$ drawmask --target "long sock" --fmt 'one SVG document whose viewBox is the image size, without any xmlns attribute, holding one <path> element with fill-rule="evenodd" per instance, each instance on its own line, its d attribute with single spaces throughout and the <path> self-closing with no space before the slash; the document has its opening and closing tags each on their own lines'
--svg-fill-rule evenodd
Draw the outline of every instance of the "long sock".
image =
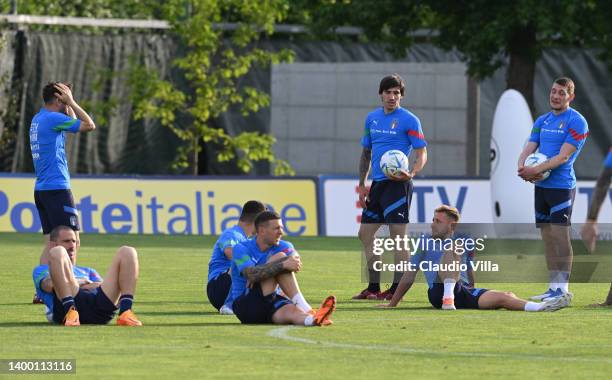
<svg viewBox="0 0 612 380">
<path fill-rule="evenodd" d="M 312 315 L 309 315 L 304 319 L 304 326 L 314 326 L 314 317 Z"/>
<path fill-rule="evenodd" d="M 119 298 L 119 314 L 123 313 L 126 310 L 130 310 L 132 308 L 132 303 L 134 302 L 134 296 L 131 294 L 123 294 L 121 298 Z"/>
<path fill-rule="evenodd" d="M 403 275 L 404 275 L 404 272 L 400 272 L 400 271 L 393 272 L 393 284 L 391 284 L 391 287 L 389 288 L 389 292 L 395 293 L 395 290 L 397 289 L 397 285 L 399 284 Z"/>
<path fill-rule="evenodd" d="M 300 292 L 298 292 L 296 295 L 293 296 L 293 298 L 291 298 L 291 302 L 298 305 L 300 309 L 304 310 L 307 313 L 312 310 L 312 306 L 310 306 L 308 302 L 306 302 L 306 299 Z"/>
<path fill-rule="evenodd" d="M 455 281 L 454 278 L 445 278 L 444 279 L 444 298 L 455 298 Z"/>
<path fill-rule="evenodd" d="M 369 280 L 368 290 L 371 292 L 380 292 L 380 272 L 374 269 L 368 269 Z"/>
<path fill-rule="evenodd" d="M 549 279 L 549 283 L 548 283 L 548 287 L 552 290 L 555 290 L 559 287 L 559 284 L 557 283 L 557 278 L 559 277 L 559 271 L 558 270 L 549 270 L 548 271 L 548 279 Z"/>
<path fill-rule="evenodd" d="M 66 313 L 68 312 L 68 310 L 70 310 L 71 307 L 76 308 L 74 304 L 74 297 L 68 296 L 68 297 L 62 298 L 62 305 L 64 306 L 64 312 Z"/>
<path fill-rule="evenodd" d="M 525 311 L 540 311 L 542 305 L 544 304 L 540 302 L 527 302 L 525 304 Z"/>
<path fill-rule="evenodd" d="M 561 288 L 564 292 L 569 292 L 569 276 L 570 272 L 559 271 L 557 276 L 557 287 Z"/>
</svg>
===
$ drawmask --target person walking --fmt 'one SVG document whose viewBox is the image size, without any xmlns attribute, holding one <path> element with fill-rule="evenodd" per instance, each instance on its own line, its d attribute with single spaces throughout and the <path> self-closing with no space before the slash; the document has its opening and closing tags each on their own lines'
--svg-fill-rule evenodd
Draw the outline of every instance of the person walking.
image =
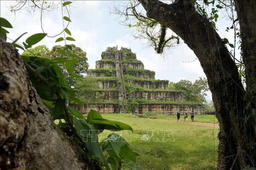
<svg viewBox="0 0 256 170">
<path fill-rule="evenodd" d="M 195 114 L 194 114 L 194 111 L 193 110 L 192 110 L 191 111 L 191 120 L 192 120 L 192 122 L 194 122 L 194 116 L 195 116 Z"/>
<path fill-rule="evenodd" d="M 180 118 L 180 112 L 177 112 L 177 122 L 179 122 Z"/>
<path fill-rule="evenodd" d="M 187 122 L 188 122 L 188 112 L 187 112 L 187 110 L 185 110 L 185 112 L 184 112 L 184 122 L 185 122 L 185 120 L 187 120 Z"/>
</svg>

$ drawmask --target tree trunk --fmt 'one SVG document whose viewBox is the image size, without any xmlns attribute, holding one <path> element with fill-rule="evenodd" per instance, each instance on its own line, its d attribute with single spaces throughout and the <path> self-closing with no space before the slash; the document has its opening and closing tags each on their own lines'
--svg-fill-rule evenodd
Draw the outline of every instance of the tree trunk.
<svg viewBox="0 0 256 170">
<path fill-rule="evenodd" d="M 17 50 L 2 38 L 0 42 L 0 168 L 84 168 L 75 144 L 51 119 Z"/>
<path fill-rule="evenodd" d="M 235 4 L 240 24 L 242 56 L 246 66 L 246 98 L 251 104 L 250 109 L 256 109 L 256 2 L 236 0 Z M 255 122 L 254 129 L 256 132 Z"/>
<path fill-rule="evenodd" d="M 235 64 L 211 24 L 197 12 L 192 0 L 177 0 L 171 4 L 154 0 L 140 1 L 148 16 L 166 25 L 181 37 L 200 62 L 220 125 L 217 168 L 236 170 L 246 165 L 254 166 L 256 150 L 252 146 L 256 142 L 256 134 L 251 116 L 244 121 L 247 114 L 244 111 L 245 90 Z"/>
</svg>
===
* [Aim]:
Copy the material verbatim, starting with the line containing "drawmask --target tree" and going on through the line containing "168 L 84 168", with both of those lines included.

* [Output of the exercise]:
$ drawmask --target tree trunk --fmt 'one SVG document whose viewBox is the image size, without any xmlns attribute, holding one <path> element with fill-rule="evenodd" per instance, each instance on its own line, its d attribute with single spaces throughout and the <path> self-closing with no space before the slash; the document has its opening and closing tags each on their own lines'
--svg-fill-rule evenodd
Draw the outline of every instance of the tree trunk.
<svg viewBox="0 0 256 170">
<path fill-rule="evenodd" d="M 17 50 L 2 38 L 0 42 L 0 168 L 84 168 L 75 144 L 51 119 Z"/>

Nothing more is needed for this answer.